## THINGS TO DO:
A. Rewrite the paragraph of the text on medical student research that begins "Coombs notes that" as a short list, keeping its main facts.
B. Please repeat the text on medical student research from "Another way the" up to and including "own patient population.".
C. Go on with the text on medical student research after its last sentence.

::: TEXT SEGMENT

Another way the medical school helps future rural doctors is through research. By conducting a study of their own, medical students can discover how data is gathered, what makes for good methodology, and how findings are accurately and fairly interpreted.

“Performing research teaches a person how to figure out how to do new things, how to decide what the next step is,” says Peter Byers, professor of medicine and pathology and head of the Medical Student Summer Research Training Program. Understanding research methods is extraordinarily useful to rural physicians, Byers says, because they work apart from formal academic centers. On their own, they must sort through published studies, decide what’s relevant, understand drug marketing and reports of disease outbreaks, and how all this relates to their own patient population.

Coombs notes that the medical school is seeking ways for students at distant sites to do research on location. Medical student Erica Peterson, who this past spring spent six months training in Hailey, Idaho, entered medical school after working in a molecular biotechnology lab. She plans to take her research skills on the road to explore such rural issues as the consequences of pesticide exposure.

A self-described “mountain girl” because of her upbringing in the Rockies and her passion for high-altitude sports, Peterson also wonders if there’s an increased risk of breast cancer among women in certain geographical locations. If this is so, Peterson plans to look for causes and see if mammography screening should be encouraged more in those towns.

Sandra Gomez checks patient Joseph Dunbar during her clerkship in Havre, Mont.

::::::
::: RECORDS PROVIDED

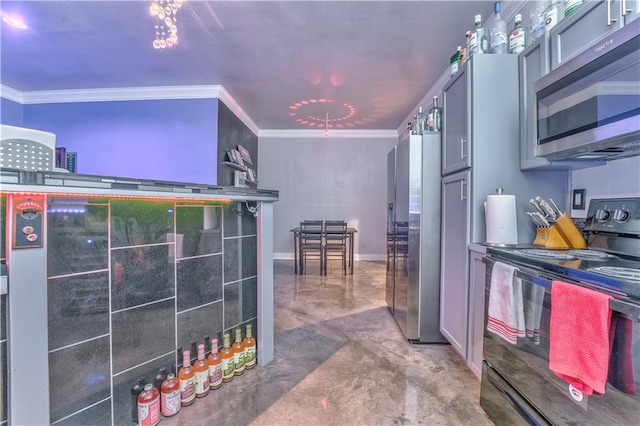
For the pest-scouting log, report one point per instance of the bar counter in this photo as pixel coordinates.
(109, 277)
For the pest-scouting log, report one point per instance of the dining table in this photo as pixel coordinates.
(297, 259)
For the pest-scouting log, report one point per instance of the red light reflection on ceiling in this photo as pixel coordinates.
(313, 113)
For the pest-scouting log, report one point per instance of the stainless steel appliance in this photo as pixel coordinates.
(413, 237)
(589, 107)
(517, 385)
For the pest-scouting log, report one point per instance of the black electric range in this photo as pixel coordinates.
(612, 257)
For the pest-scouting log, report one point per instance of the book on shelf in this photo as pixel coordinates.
(244, 153)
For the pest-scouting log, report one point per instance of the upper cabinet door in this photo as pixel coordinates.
(533, 64)
(585, 25)
(455, 152)
(630, 10)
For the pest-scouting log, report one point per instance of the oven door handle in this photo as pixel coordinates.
(525, 410)
(630, 309)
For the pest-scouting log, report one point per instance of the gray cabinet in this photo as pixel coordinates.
(454, 133)
(477, 273)
(533, 64)
(630, 11)
(584, 26)
(481, 107)
(454, 289)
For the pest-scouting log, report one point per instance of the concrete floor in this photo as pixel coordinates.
(340, 359)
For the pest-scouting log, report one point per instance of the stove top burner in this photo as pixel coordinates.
(592, 255)
(546, 254)
(630, 274)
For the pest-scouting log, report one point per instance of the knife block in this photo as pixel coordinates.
(550, 238)
(562, 234)
(570, 232)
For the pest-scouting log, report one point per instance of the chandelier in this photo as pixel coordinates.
(166, 12)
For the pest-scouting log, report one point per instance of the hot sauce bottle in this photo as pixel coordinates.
(149, 406)
(201, 373)
(170, 395)
(186, 374)
(249, 349)
(215, 366)
(227, 359)
(238, 354)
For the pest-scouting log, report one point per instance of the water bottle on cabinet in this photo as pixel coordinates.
(498, 31)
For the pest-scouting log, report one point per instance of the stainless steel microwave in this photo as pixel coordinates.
(589, 107)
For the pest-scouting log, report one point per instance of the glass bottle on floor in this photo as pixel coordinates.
(227, 359)
(215, 366)
(186, 374)
(201, 373)
(238, 354)
(249, 349)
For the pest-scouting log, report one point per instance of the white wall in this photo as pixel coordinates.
(328, 178)
(618, 178)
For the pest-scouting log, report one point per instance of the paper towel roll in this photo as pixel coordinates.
(500, 215)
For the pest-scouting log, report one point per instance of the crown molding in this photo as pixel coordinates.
(120, 94)
(333, 134)
(130, 94)
(231, 103)
(11, 94)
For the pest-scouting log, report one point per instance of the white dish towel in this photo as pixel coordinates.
(506, 313)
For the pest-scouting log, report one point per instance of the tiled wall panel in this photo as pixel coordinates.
(151, 280)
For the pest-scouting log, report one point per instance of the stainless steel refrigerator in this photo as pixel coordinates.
(413, 236)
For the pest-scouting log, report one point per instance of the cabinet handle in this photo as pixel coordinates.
(462, 154)
(610, 21)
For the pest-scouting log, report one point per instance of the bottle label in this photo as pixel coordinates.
(202, 381)
(571, 5)
(250, 356)
(215, 375)
(473, 43)
(454, 67)
(170, 403)
(550, 18)
(227, 368)
(149, 412)
(516, 41)
(499, 42)
(187, 390)
(484, 45)
(238, 360)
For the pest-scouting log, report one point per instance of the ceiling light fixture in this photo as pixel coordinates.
(326, 124)
(166, 12)
(14, 21)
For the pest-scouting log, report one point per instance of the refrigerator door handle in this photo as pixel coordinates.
(463, 195)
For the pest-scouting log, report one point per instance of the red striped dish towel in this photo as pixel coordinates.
(579, 336)
(505, 312)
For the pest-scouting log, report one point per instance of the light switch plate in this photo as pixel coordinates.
(579, 196)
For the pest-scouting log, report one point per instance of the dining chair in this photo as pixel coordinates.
(335, 244)
(402, 245)
(311, 243)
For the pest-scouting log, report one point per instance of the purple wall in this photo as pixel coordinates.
(10, 112)
(172, 140)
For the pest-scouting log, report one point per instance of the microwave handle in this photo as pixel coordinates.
(610, 20)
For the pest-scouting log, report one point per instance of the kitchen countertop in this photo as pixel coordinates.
(71, 183)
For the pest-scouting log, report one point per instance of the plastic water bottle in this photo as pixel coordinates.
(518, 37)
(536, 16)
(478, 40)
(498, 31)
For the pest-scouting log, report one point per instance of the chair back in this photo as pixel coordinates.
(335, 232)
(311, 230)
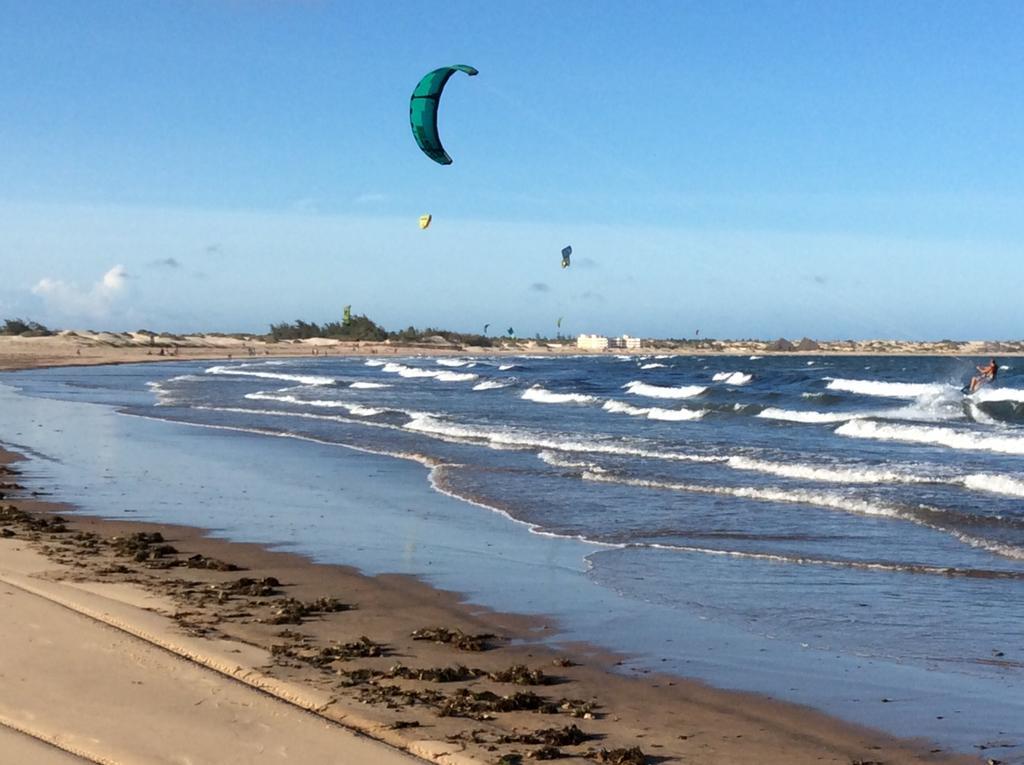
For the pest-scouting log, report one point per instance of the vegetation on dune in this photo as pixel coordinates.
(22, 327)
(360, 328)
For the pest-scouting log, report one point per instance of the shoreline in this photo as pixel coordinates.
(18, 353)
(665, 716)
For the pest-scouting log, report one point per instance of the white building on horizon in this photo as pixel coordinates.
(592, 342)
(600, 342)
(626, 342)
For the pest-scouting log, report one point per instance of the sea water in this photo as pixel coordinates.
(834, 530)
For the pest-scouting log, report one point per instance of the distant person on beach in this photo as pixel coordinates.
(985, 374)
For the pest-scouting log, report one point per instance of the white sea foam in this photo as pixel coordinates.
(401, 370)
(365, 411)
(492, 384)
(621, 408)
(353, 409)
(809, 417)
(542, 395)
(456, 363)
(556, 460)
(934, 436)
(833, 474)
(860, 564)
(638, 387)
(732, 378)
(998, 394)
(829, 500)
(889, 389)
(499, 437)
(994, 483)
(652, 413)
(304, 379)
(675, 415)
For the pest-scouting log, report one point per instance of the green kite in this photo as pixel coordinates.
(423, 111)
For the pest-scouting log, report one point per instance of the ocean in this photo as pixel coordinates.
(841, 532)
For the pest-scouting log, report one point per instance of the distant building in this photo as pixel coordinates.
(592, 342)
(626, 342)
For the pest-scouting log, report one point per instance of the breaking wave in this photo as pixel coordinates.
(932, 435)
(492, 384)
(354, 409)
(401, 370)
(829, 500)
(732, 378)
(542, 395)
(889, 389)
(835, 474)
(653, 413)
(998, 394)
(995, 483)
(806, 416)
(304, 379)
(513, 438)
(637, 387)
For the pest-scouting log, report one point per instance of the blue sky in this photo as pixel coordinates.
(833, 169)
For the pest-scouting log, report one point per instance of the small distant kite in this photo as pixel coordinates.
(423, 111)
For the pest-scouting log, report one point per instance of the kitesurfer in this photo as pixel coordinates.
(985, 374)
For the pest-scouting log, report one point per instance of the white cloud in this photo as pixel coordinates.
(371, 198)
(71, 300)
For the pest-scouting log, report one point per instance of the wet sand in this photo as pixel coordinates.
(334, 648)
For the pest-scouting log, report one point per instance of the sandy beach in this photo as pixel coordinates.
(295, 656)
(312, 652)
(87, 348)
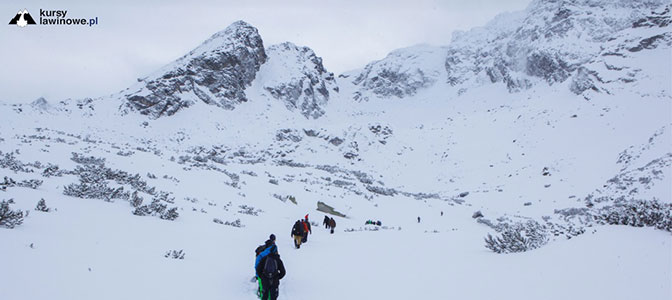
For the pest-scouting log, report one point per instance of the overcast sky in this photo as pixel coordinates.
(133, 39)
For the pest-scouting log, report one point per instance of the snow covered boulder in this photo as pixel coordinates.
(403, 72)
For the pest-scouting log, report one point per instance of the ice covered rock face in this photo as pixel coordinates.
(296, 76)
(554, 40)
(550, 42)
(217, 73)
(403, 72)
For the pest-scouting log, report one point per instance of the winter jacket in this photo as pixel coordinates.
(281, 269)
(267, 251)
(307, 226)
(297, 229)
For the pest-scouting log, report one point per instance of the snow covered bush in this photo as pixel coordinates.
(9, 218)
(135, 200)
(638, 213)
(84, 160)
(519, 237)
(84, 190)
(171, 214)
(381, 190)
(42, 206)
(248, 210)
(32, 183)
(52, 170)
(156, 208)
(8, 161)
(175, 254)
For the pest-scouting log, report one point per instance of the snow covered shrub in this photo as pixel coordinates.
(135, 200)
(84, 160)
(42, 206)
(175, 254)
(88, 190)
(171, 214)
(381, 190)
(52, 170)
(248, 210)
(519, 237)
(638, 213)
(8, 161)
(7, 182)
(156, 208)
(32, 183)
(235, 223)
(9, 218)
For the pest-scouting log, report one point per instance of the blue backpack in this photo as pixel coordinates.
(270, 267)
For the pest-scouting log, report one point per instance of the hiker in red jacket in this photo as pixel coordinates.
(306, 229)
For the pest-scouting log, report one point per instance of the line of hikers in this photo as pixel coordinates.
(329, 223)
(372, 222)
(300, 231)
(268, 266)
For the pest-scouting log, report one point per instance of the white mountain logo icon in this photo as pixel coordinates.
(22, 19)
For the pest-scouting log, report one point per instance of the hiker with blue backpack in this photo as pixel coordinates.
(261, 252)
(270, 270)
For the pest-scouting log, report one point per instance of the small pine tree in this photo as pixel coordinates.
(42, 206)
(8, 217)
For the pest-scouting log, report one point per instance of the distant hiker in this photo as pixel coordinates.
(297, 233)
(332, 224)
(261, 252)
(326, 222)
(306, 230)
(270, 269)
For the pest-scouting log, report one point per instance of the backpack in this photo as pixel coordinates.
(259, 249)
(270, 267)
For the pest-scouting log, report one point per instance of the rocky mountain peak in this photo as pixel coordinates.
(216, 73)
(551, 42)
(297, 77)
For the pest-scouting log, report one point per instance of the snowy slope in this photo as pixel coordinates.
(452, 129)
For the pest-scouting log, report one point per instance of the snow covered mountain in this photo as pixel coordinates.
(296, 76)
(593, 45)
(219, 71)
(533, 132)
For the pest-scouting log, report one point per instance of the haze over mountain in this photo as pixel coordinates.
(544, 128)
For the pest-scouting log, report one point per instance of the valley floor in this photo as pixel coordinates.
(121, 257)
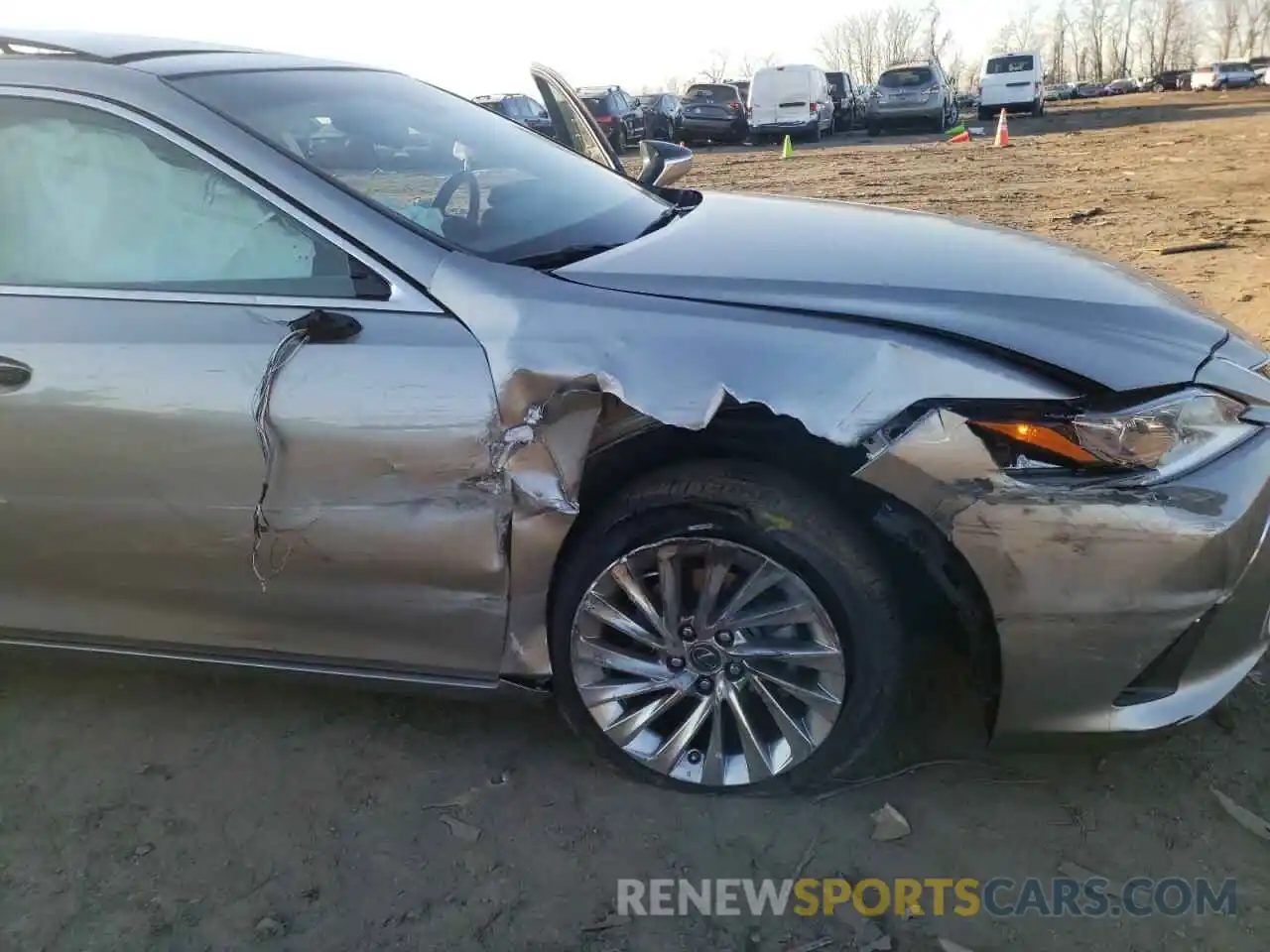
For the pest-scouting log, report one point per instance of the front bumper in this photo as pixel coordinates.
(905, 112)
(711, 128)
(1116, 610)
(786, 127)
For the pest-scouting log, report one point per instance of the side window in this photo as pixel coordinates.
(87, 199)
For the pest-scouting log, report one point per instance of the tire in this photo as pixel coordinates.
(772, 517)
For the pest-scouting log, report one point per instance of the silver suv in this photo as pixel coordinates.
(911, 93)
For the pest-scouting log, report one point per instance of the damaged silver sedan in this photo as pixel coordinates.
(320, 368)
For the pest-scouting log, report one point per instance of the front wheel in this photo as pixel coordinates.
(722, 627)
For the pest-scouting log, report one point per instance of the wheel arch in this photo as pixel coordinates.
(945, 598)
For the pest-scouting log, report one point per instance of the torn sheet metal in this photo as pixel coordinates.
(556, 347)
(1087, 584)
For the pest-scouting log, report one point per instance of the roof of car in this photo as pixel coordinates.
(148, 54)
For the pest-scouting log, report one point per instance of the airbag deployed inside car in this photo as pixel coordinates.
(90, 206)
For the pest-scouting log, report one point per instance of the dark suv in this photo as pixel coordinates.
(617, 112)
(518, 108)
(714, 111)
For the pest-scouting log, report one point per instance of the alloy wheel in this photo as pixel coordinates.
(707, 661)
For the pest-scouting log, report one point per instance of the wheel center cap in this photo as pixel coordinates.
(705, 658)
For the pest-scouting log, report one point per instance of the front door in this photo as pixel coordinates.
(146, 295)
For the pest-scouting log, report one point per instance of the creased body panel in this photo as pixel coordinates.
(126, 504)
(1089, 584)
(556, 347)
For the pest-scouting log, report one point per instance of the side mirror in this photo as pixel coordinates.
(663, 163)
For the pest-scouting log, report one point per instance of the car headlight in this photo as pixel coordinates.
(1144, 443)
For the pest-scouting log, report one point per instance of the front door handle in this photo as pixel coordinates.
(14, 375)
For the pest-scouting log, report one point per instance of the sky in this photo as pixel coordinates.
(486, 48)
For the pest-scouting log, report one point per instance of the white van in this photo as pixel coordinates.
(790, 100)
(1011, 81)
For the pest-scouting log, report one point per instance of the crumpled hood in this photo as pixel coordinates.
(1008, 290)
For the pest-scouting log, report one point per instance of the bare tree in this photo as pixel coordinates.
(675, 85)
(955, 68)
(937, 37)
(1096, 14)
(1128, 33)
(751, 63)
(1020, 32)
(834, 46)
(716, 71)
(865, 45)
(1256, 24)
(1225, 24)
(853, 45)
(899, 31)
(1058, 44)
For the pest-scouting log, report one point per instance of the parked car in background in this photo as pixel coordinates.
(913, 93)
(712, 111)
(1011, 81)
(520, 108)
(743, 87)
(1170, 80)
(617, 113)
(790, 100)
(1232, 73)
(847, 107)
(1120, 86)
(662, 116)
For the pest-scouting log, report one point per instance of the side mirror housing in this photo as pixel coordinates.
(663, 163)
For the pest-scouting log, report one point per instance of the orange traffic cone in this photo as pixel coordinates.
(1002, 132)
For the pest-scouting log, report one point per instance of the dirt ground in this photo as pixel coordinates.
(149, 809)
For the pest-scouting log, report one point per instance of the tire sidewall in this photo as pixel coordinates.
(867, 630)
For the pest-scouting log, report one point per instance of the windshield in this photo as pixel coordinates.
(397, 143)
(702, 93)
(899, 79)
(1010, 63)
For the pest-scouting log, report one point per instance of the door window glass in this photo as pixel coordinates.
(87, 199)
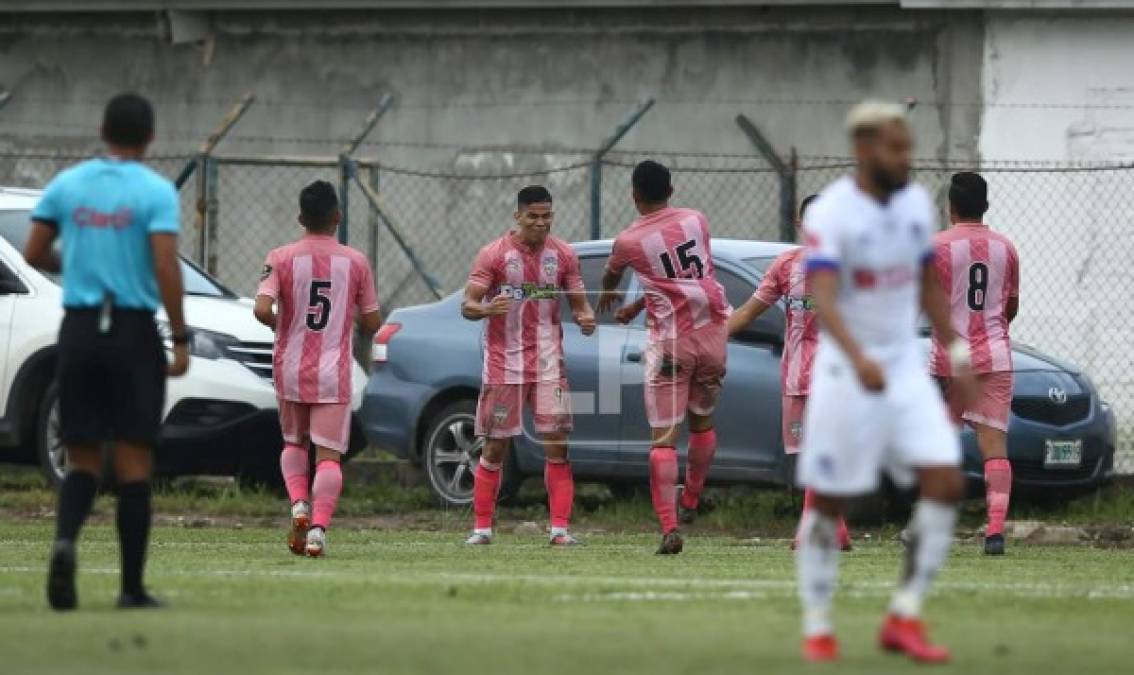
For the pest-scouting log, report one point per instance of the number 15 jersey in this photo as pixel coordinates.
(670, 251)
(319, 286)
(979, 270)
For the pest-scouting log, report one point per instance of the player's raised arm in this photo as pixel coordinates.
(576, 296)
(40, 251)
(611, 277)
(745, 314)
(481, 279)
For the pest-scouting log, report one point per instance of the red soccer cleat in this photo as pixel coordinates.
(820, 649)
(907, 636)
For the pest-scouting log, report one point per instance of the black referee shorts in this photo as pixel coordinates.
(112, 385)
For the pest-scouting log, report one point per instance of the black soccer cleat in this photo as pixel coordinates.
(142, 600)
(993, 545)
(686, 516)
(61, 593)
(671, 543)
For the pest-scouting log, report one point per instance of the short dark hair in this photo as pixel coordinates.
(969, 195)
(318, 205)
(127, 120)
(806, 202)
(652, 182)
(533, 194)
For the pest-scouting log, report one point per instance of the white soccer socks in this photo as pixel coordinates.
(817, 562)
(931, 529)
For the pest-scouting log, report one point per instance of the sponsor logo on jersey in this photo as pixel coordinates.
(531, 290)
(550, 266)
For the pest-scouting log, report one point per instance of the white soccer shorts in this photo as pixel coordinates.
(852, 436)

::::::

## ANSWERS BY TASK:
A.
- The medical school is looking for ways for students at distant sites to do research on location.
- Medical student Erica Peterson spent six months this past spring training in Hailey, Idaho.
- Before medical school, she worked in a molecular biotechnology lab.
- She plans to use her research skills to study rural issues such as the consequences of pesticide exposure.

B.
Another way the medical school helps future rural doctors is through research. By conducting a study of their own, medical students can discover how data is gathered, what makes for good methodology, and how findings are accurately and fairly interpreted.

“Performing research teaches a person how to figure out how to do new things, how to decide what the next step is,” says Peter Byers, professor of medicine and pathology and head of the Medical Student Summer Research Training Program. Understanding research methods is extraordinarily useful to rural physicians, Byers says, because they work apart from formal academic centers. On their own, they must sort through published studies, decide what’s relevant, understand drug marketing and reports of disease outbreaks, and how all this relates to their own patient population.

C.
WWAMI officials hope that women like Peterson will even out the demographics of rural practice. Nationally, women doctors are five to six times less likely than their male counterparts to practice in small towns. The medical school is also striving to correct the under-representation of minorities in medicine, an imbalance found in small towns and cities alike.

Michael Snook, a 1979 medical alumnus and a family physician in Colville, Wash., and Spokane, was part of a team that created the nation’s first rural residency track. In his experience, rural towns would warmly welcome physicians of either gender or any race or nationality. His feels exaggerated media reports of trouble in isolated outposts, such as neo-Nazi activity in northern Idaho or “freemen” in eastern Montana, give students the wrong impression of rural areas. Also, he says that the clamor for primary-care doctors in rural towns somewhat overshadows the accompanying lack of sufficient specialists to serve those areas.

Although the impetus for WWAMI was to train physicians for small towns, its approach of balancing university training with direct community participation has been adapted to train physicians for inner-city neighborhoods and for the care of needy populations, such as the homeless, and for groups that would benefit from medical services more in tune with their culture. Native Americans, Native Alaskans and migrant workers are among them.

Methods tried and proven in WWAMI—tapping the teaching expertise of the region’s professionals, local participation in public policy studies and interstate cooperation among public universities—might be models for other forms of regional collaboration outside of the health sciences, suggests Stephen Guggenheim, director of the WWAMI Program at Montana State University in Bozeman.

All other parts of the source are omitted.